_TEXTO FORNECIDO_.
'''

Nervosa se mostra revigorada em novo álbum

Nervosa revela com Perpetual Chaos, que nova formação traz novos ares, sem perder a fúria e a identidade. 

Nervosa
Capa de Perpetual Chaos

A Nervosa, formada em 2010, vinha em uma ascensão absurda, com discos corretos, longas tours, participações em grandes festivais, inclusive, sendo um dos principais destaques do último Rock in Rio, e fez o público do metal nacional parar para acompanhar a montanha russa de emoções que foram os seus passos no ano de 2020. Acontece que, o ano virou, e abrimos os trabalhos com um mega resultado para toda aquela jornada, na forma de Perpetual Chaos

A banda, que ficou famosa em formato power trio, agora traz, acompanhando a fundadora e guitarrista Prika Amaral, um verdadeiro supergrupo de jovens talentos da música extrema mundial. É surpreendente como esse casamento deu certo, em vista que a banda foi literalmente formada pela internet, através de redes sociais e video calls, levando muito tempo até que todas as integrantes estivessem, de fato, juntas na mesma sala. 

Se você não conhecesse os trabalhos anteriores e paralelos das novas nervosas, e corresse para conferir um pouco dos seus talentos, criaria mil teorias sobre os caminhos que a banda seguiria, agora que conta com musicistas oriundas de tantas vertentes, técnicas e lugares distintos. Acontece que o resultado aqui é certamente diferente de tudo que se possa imaginar, e o que pode soar como um passo para trás, acaba nos revelando que o coração e a essência da jornada da Nervosa são mais fortes do que todas as turbulências que o nome enfrentou nesses últimos tempos. 

Apesar da brilhante dinâmica vocal da Diva Satanica (Espanha, também integrante do Bloodhunter), do baixo robusto da italiana Mia Wallace (ex-AbbathTriumph of Death) e da técnica apuradíssima da grega Eleni Nota (Lightfold), nas baquetas, o que comanda a nova (e internacional) Nervosa são mesmo os riffs brutos e um jeito de tocar tipicamente brasileiro, que a Prika faz questão de deixar explícito. Ponto pra elas.

'''

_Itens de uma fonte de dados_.
'''

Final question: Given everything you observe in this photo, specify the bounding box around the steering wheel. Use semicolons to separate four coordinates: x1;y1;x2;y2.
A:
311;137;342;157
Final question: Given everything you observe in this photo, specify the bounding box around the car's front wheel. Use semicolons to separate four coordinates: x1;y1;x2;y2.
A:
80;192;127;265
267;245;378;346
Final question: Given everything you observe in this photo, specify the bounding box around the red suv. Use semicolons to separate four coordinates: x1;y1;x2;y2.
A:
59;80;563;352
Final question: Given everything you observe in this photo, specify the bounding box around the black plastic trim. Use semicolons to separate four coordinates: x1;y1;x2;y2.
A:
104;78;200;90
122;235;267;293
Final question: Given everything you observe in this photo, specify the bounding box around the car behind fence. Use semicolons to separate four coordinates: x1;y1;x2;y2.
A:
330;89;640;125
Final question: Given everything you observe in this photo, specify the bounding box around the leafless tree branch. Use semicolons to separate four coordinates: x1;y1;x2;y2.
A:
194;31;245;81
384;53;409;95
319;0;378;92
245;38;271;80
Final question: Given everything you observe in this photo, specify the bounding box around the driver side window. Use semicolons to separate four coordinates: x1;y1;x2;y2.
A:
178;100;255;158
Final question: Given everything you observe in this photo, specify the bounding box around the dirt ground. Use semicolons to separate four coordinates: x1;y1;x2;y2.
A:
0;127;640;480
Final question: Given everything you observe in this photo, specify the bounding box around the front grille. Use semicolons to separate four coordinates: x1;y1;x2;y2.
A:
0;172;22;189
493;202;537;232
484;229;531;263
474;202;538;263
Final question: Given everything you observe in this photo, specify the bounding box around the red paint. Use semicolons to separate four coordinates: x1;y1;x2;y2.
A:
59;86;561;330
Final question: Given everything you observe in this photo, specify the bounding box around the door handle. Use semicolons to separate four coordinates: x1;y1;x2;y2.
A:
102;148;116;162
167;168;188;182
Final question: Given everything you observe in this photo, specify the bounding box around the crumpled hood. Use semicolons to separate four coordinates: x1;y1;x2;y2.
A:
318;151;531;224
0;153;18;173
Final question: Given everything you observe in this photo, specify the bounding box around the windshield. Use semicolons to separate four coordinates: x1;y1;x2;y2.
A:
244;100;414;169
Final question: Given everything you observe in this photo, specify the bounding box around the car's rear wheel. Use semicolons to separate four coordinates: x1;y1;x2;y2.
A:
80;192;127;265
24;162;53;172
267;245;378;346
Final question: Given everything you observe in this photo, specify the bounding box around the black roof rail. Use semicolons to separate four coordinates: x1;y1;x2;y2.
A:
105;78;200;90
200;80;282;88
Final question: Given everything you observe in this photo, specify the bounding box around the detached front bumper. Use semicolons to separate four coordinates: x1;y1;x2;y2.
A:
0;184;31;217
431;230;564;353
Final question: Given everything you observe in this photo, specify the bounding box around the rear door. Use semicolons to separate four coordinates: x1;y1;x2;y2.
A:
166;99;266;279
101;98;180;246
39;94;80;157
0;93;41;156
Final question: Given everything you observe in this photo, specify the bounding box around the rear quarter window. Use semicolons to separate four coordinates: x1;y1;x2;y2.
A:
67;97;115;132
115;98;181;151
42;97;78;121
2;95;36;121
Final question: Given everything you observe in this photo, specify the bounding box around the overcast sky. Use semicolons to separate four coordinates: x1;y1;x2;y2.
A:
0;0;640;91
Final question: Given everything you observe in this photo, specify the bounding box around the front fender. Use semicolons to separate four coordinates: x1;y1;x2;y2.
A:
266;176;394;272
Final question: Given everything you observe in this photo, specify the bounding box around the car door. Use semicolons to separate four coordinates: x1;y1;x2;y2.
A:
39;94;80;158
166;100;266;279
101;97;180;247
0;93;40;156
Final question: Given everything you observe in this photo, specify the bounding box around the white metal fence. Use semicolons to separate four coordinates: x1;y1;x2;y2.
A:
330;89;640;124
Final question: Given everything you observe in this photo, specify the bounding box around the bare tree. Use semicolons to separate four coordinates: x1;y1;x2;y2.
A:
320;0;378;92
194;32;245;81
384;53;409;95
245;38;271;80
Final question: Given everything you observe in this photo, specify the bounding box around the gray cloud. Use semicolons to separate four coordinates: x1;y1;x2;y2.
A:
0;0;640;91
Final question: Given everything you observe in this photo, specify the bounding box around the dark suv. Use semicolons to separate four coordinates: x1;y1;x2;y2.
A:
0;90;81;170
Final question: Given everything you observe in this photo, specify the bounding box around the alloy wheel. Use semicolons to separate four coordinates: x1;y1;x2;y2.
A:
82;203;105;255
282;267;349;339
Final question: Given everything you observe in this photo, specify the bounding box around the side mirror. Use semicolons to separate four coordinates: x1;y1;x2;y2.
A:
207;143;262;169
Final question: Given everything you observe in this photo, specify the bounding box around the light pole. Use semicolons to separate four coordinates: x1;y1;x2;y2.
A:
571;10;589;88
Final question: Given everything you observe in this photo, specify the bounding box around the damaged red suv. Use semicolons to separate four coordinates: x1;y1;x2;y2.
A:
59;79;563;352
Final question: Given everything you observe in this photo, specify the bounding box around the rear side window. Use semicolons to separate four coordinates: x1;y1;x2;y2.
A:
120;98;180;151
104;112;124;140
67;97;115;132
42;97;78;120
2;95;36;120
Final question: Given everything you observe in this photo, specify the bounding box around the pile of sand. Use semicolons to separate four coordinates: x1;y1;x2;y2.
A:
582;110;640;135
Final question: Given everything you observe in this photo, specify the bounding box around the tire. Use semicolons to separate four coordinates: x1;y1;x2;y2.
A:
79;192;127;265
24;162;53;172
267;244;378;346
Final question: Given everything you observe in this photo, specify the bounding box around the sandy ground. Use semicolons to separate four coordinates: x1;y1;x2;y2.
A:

'''

_O QUE FAZER_.
A - Reescreva o trecho da resenha que começa com as palavras "Se você não" e termina com "nesses últimos tempos.", trocando "turbulências" por "dificuldades".
B - Responda com base na resenha:
(i) Em que ano a Nervosa foi formada?
(ii) Que instrumento Prika Amaral toca?
(iii) De que país é a baixista Mia Wallace?
Não é preciso usar os registros.

_RESULTADOS FINAIS_.
A -
Se você não conhecesse os trabalhos anteriores e paralelos das novas nervosas, e corresse para conferir um pouco dos seus talentos, criaria mil teorias sobre os caminhos que a banda seguiria, agora que conta com musicistas oriundas de tantas vertentes, técnicas e lugares distintos. Acontece que o resultado aqui é certamente diferente de tudo que se possa imaginar, e o que pode soar como um passo para trás, acaba nos revelando que o coração e a essência da jornada da Nervosa são mais fortes do que todas as dificuldades que o nome enfrentou nesses últimos tempos.

B -
(i) Em 2010.
(ii) Guitarra.
(iii) Da Itália.